*Excerpted text*.
== Segment start ==

Rocky provides a single binary with subcommands for the full pipeline lifecycle. Commands are organized into categories:

  • Core Pipeline: init, validate, discover, plan, apply, state, branch (legacy alias: run)
  • Modeling: compile, lineage, lineage-diff, test, ci, ci-diff, preview
  • Data: seed, snapshot, docs
  • AI: ai, ai-sync, ai-explain, ai-test
  • Development: playground, shell, watch, fmt, list, serve, lsp, import-dbt, init-adapter, adapter, hooks, validate-migration, test-adapter
  • Administration: history, replay, trace, metrics, optimize, compact, profile-storage, archive, compliance, retention-status
  • Diagnostics: doctor, compare

See the dedicated command reference pages for detailed documentation of each category.

These flags apply to all commands.

FlagShortDefaultDescription
--config <PATH>-crocky.tomlPath to the pipeline configuration file.
--output <FORMAT>-ojsonOutput format. Accepted values: json, table.
--state-path <PATH>resolved (see below)Path to the embedded state store. When omitted, Rocky resolves to <models>/.rocky-state.redb (canonical) or a legacy CWD .rocky-state.redb (deprecated, warns on stderr). Passing the flag explicitly is always a hard override. See rocky state.
--cache-ttl <SECONDS>[cache.schemas] ttl_seconds or 86400Override the DESCRIBE TABLE schema-cache TTL for this invocation. Precedence: --cache-ttl > rocky.toml > 86400 (24 h). --cache-ttl 0 treats every entry as instantly stale. To disable the cache entirely, set [cache.schemas] enabled = false in rocky.toml. Applies to the CLI read path only (rocky compile, rocky plan, rocky apply, rocky run, …); rocky lsp / rocky serve keep the config-derived TTL.

== Segment end ==

*Problem set*.
**A)** In the Rocky command overview, which commands make up the Diagnostics category?
**B)** Reproduce the passage of the Rocky command overview between "FlagShortDefaultDescription" and "values: json, table.", inclusive.
**C)** Write the next part of the Rocky command overview, starting right after its final sentence.

*Supplied material*.
== Segment start ==

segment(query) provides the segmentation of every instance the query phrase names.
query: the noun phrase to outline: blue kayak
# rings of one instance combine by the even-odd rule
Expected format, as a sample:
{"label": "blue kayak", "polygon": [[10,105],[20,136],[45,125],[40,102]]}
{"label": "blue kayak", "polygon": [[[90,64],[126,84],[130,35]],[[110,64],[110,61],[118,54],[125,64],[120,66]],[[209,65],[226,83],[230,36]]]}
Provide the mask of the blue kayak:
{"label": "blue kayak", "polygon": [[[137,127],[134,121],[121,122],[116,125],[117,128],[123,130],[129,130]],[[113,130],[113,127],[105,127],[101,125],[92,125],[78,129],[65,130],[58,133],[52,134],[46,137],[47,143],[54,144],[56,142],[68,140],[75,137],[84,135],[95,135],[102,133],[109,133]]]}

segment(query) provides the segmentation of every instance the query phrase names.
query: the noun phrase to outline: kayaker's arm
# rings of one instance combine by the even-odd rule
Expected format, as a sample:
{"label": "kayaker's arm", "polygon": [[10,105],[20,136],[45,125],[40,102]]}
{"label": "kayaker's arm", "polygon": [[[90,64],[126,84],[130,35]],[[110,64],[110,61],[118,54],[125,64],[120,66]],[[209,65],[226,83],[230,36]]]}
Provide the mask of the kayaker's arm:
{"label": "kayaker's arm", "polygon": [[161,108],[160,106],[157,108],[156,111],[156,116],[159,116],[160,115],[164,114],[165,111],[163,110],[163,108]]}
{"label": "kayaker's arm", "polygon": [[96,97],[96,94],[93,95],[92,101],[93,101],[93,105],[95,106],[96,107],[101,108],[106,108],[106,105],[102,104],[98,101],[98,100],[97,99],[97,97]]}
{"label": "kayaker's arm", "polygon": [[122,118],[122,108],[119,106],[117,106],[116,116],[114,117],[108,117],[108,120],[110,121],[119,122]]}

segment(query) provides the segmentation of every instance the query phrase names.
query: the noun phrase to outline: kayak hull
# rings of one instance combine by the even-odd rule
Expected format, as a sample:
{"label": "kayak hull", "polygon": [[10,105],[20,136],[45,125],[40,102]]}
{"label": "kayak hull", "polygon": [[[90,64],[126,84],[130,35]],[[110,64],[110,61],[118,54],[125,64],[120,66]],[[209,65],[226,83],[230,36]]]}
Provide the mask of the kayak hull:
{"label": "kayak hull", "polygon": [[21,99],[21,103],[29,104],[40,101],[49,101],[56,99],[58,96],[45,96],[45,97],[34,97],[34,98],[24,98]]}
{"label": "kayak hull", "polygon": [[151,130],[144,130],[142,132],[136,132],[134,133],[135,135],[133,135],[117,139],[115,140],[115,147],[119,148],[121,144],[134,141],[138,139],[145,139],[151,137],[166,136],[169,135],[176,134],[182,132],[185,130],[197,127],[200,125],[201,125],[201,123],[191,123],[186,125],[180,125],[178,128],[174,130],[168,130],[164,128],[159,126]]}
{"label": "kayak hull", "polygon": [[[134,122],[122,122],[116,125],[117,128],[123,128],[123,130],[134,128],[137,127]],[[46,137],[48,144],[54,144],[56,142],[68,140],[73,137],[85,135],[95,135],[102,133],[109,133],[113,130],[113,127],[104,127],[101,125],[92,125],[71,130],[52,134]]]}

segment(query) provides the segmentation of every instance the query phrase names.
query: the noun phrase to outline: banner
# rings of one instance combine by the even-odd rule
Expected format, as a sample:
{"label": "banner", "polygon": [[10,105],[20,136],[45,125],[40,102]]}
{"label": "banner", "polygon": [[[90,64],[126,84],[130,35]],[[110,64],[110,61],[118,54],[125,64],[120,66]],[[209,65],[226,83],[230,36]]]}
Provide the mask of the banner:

== Segment end ==

*Answers to the tasks*.
**A)** doctor and compare

**B)**
FlagShortDefaultDescription
--config <PATH>-crocky.tomlPath to the pipeline configuration file.
--output <FORMAT>-ojsonOutput format. Accepted values: json, table.

**C)**
Terminal window
# Example: use a custom config and table output
rocky -c pipelines/prod.toml -o table discover
# Force a fresh typecheck against warehouse metadata
rocky --cache-ttl 0 compile

Scaffolds a new Rocky project in the target directory.

Terminal window
rocky init [path]

Arguments:

ArgumentDefaultDescription
path. (current directory)Directory where the project will be created.

Behavior:

  • Creates a starter rocky.toml with placeholder values.
  • Creates a models/ directory for SQL model files.
  • Fails with an error if rocky.toml already exists in the target directory.

Example:

Terminal window
# Scaffold in current directory
rocky init
# Scaffold in a new directory
rocky init my-pipeline

Checks the pipeline configuration for correctness without connecting to any external APIs.

Terminal window
rocky validate

Checks performed:

CheckDescription
TOML syntaxThe config file parses without errors as v2 (named adapters + named pipelines).
AdaptersEach [adapter.NAME] is a recognized type (databricks, snowflake, duckdb, fivetran, manual) with the required fields populated.
PipelinesEach [pipeline.NAME] references existing adapters for source, target, and (optional) discovery, and its schema_pattern parses.
DAG validationIf models/ exists, loads all models and checks for dependency cycles.

Output:

Each check prints ok or !! followed by a short description. A non-zero exit code is returned if any check fails.

ok Config syntax valid (v2 format)
ok adapter.fivetran: fivetran
ok adapter.prod: databricks (auth configured)
ok pipeline.bronze: schema pattern parseable
ok pipeline.bronze: replication / incremental -> warehouse / stage__{source}

Lists available connectors and their tables from the configured source.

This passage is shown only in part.